━━ Data extracts
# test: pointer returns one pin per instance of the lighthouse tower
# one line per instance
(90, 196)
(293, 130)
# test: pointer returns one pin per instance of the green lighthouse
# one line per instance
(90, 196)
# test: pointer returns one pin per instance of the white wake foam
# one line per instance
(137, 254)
━━━━
— Problem statement —
All lines in the listing above should be written out again exactly.

— Problem solution —
# test: pointer returns one pin per instance of the lighthouse tower
# one line per instance
(90, 196)
(293, 130)
# test: pointer returns one pin per instance of the green lighthouse
# one line per instance
(90, 196)
# test: pointer returns one pin per instance of the white wake foam
# one line per instance
(137, 254)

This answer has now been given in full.